• [Quoted passage]
>>>>

BRUCE D. BLACK, District Judge.
THIS MATTER comes before the Court on a motion to dismiss certain claims, filed by Defendant (Doc. 114), as well as a motion by Plaintiffs for leave to file an amended complaint (Doc. 113), followed by another motion to amend by Plaintiff Bachicha (Doc. 125). The Court has considered the submissions of the parties and the applicable law, and for the reasons stated below will deny the motions to amend as unnecessary, and will grant in part and deny in part the motion to dismiss.
Plaintiffs are both employed by Defendant ("APS") in administrative positions. They were each transferred from Sandia High School ("SHS") to other schools in the APS system, and each filed suit against APS. Their claims were brought under Title VII, 42 U.S.C. §§ 2000e to 2000e-17, as well as 42 U.S.C. § 1983. Individual Defendants originally named in the suit filed a motion for summary judgment requesting qualified immunity from the § 1983 claims, and this Court granted that relief in an earlier opinion. [Doc. 66] Subsequently the individual Defendants were dismissed from the case by agreement of the parties. [Doc. 99] Defendant has now filed a Rule 12(b)(6) motion to dismiss additional claims. In response to that motion as well as to earlier rulings and pleadings filed in this case, Plaintiffs have filed the two motions to amend referenced above. The Court will first address the motion to dismiss and then will take up the motions to amend.
It is an accepted principle that in addressing a motion for summary judgment, a court should where feasible review the entire record, including evidence submitted in connection with unrelated pleadings, to determine whether the motion is meritorious. See, Downes v. Beach, 587 F.2d 469, 471-72 (10th Cir. 1978); Sinclair v. Mobile 360, Inc., 417 Fed.Appx. 235, 242-43 (4th Cir. 2011) (discussing prior Fourth Circuit case, Campbell v. Hewitt, Coleman & Assocs., 21 F.3d 52 (4th Cir. 1994)); Clinkscales v. Chevron U.S.A., Inc., 831 F.2d 1565, 1570 (11th Cir. 1987). The Court sees no reason the same principle should not apply to later-filed motions to dismiss such as this one; evidentiary submissions already in the record should be consulted while the Court is analyzing the complaint to determine whether it states a particular claim. Furthermore, where as here a party has submitted evidentiary materials in response to a motion to dismiss, a court may convert the motion to a motion for summary judgment and take those materials into account in deciding the motion. See Whitesel v. Sengenberger, 222 F.3d 861, 866 (10th Cir. 2000).
Defendant's first argument is based on the difference between "participation" and "opposition" for Title VII purposes. Courts have separated Title VII's anti-retaliation clause into two parts: a participation clause and an opposition clause. See, e.g., E.E.O.C. v. Total System Servs., Inc., 221 F.3d 1171, 1174 (11th Cir. 2000). The participation clause prohibits an employer from retaliating against an employee who has "made a charge, testified, assisted, or participated in any manner in an investigation, proceeding, or hearing under this subchapter." 42 U.S.C. § 2000e-3 (a). Defendant contends Plaintiff Bachicha at most participated in an in-house process, after Plaintiff Stanojevic filed an internal complaint. According to Defendant, the participation clause applies only to federal EEOC or state Human Rights Commission proceedings, and is not triggered by participation in an internal process. This position has some support in the case law. See Total System Servs. (participation clause applies only to "proceedings and activities which occur in conjunction with or after the filing of a formal charge with the EEOC" and not to an in-house, informal proceeding); see also Hatmaker v. Memorial Medical Center, 619 F.3d 741, 747 (7th Cir. 2010). The Tenth Circuit has not yet taken a position on this issue. Due to the Court's resolution of Defendant's other arguments, the Court similarly refrains from deciding the question.

<<<<

• [Task directions]
According to the court opinion above, which federal circuit has not yet decided whether Title VII's participation clause covers participation in an internal process?

• [Raw data]
>>>>

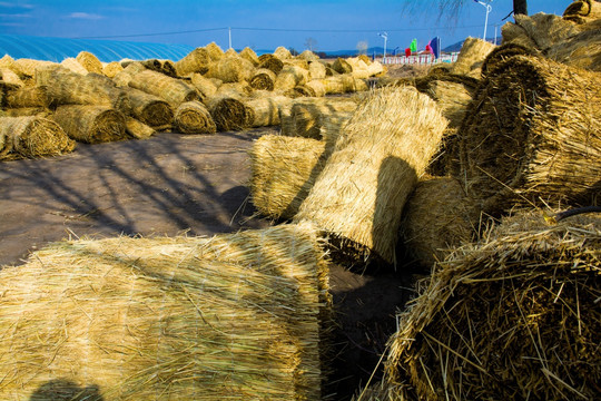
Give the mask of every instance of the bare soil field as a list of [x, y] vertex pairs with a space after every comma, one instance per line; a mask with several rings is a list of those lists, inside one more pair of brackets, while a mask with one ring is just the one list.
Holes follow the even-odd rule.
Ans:
[[[0, 266], [63, 238], [214, 235], [266, 227], [249, 199], [247, 150], [277, 127], [217, 135], [78, 144], [69, 155], [0, 164]], [[396, 331], [412, 275], [332, 267], [334, 356], [325, 393], [348, 400]], [[377, 370], [381, 371], [381, 366]], [[375, 374], [375, 379], [380, 373]]]

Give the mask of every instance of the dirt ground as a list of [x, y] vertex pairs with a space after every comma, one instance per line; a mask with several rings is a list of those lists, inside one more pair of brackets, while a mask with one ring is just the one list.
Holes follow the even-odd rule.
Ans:
[[[277, 128], [79, 144], [61, 157], [0, 163], [0, 266], [62, 238], [214, 235], [266, 227], [246, 186], [247, 150]], [[334, 356], [325, 393], [348, 400], [374, 372], [413, 276], [334, 265]], [[381, 366], [376, 370], [377, 380]]]

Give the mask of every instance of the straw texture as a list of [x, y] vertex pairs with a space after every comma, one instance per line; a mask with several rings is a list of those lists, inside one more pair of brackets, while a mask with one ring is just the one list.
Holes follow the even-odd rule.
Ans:
[[318, 400], [326, 277], [307, 226], [50, 245], [0, 272], [0, 397]]
[[372, 91], [343, 127], [295, 221], [394, 262], [401, 211], [445, 127], [436, 104], [413, 88]]

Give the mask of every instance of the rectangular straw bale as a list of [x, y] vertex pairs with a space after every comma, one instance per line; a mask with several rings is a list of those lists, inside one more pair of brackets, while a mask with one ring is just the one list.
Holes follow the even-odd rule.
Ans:
[[349, 252], [395, 261], [401, 212], [446, 128], [413, 88], [374, 90], [343, 127], [295, 221], [311, 221]]
[[318, 400], [314, 229], [52, 244], [0, 271], [0, 398]]

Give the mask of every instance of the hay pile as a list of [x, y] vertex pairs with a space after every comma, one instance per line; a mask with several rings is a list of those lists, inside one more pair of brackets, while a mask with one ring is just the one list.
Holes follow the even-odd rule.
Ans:
[[265, 135], [248, 155], [253, 204], [264, 216], [289, 219], [324, 168], [328, 151], [321, 140]]
[[100, 144], [127, 139], [125, 116], [107, 106], [60, 106], [51, 118], [77, 141]]
[[0, 159], [59, 156], [75, 141], [52, 120], [41, 117], [0, 117]]
[[601, 397], [601, 219], [516, 216], [420, 285], [390, 341], [385, 387], [427, 400]]
[[516, 203], [578, 204], [599, 193], [601, 76], [524, 56], [496, 70], [461, 127], [467, 195], [497, 214]]
[[362, 254], [395, 261], [401, 211], [446, 120], [413, 88], [371, 92], [342, 129], [295, 221], [311, 221]]
[[210, 113], [198, 100], [179, 105], [175, 113], [174, 124], [183, 134], [215, 134], [217, 131]]
[[321, 398], [327, 265], [306, 225], [57, 243], [0, 282], [3, 399]]

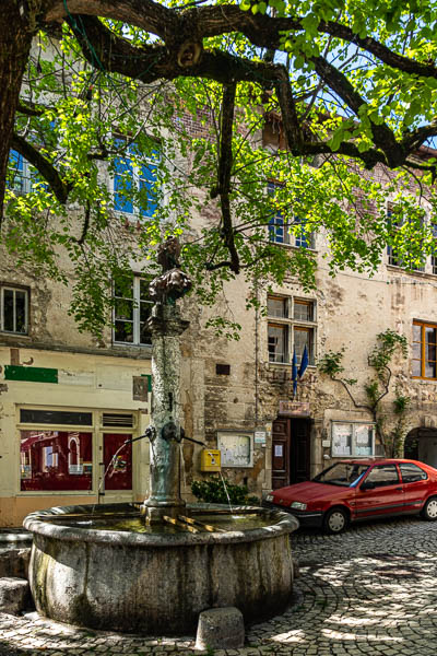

<<<<

• [The completed task]
The Tenth Circuit.